Supplied data:
%%
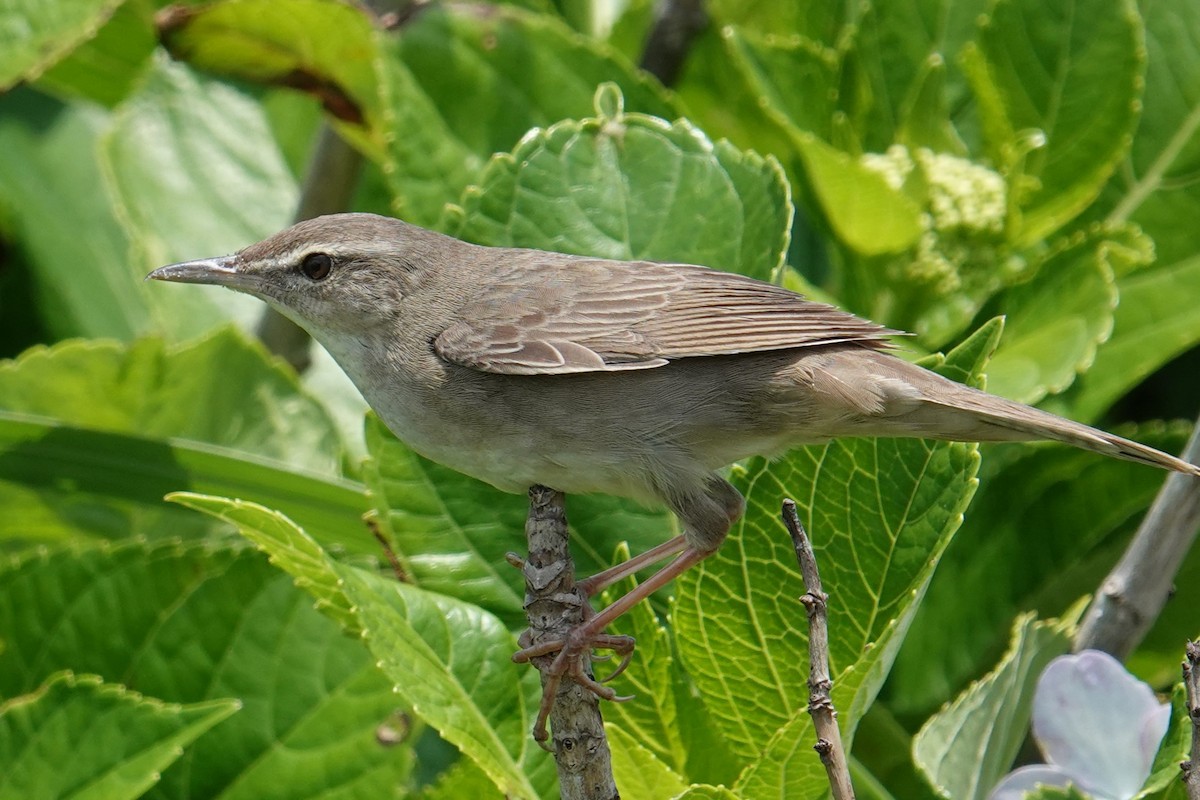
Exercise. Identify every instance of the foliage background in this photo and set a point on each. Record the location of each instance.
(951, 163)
%%
%%
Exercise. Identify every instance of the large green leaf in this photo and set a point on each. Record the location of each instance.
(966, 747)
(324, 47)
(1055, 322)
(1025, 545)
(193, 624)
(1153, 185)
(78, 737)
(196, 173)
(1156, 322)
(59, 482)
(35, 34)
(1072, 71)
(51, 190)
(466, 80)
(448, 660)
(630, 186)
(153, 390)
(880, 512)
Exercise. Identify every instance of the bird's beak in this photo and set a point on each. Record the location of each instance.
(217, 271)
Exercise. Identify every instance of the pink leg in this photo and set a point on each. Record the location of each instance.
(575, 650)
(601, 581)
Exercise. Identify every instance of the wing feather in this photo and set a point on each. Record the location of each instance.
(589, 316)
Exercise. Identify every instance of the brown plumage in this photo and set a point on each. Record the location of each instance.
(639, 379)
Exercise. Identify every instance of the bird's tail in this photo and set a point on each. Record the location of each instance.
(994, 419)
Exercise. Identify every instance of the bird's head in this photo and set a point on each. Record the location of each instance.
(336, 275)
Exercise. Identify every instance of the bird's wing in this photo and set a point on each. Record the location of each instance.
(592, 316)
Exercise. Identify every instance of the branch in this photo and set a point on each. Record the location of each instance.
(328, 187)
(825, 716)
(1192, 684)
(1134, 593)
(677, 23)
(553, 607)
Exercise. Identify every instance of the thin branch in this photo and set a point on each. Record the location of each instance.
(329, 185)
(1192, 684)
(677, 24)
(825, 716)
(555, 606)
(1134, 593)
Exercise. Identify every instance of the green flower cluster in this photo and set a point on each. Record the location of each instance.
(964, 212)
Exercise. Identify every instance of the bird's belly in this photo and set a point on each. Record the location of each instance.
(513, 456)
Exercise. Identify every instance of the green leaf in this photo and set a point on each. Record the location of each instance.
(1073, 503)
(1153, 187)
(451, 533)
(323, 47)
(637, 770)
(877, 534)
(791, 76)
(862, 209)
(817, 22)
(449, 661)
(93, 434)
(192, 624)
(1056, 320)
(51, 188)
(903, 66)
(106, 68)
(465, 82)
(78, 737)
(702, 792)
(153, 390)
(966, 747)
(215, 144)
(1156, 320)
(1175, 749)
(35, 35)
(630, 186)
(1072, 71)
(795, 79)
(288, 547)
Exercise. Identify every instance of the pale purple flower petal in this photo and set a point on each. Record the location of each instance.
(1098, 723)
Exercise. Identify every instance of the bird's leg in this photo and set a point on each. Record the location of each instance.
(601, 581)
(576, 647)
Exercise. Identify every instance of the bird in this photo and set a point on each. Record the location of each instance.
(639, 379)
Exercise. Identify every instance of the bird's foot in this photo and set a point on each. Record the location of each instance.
%%
Exercise directions:
Find the line with "Exercise. Identify every instance of the bird's leg" in the entries above. Retype it and each line after it, exactly, through the line with "Exercise. Identify every instance of the bird's foot", and stop there.

Answer box:
Exercise. Identify every instance of the bird's leg in this photo and set a point on each. Record the location of each instance.
(601, 581)
(576, 647)
Exercise. Identify every instance of the bird in this photo and set a point on each. Record the location of each instance.
(639, 379)
Exercise. Identify every instance of the bird's foot in this photo and set a point on each. Record the location of each instance.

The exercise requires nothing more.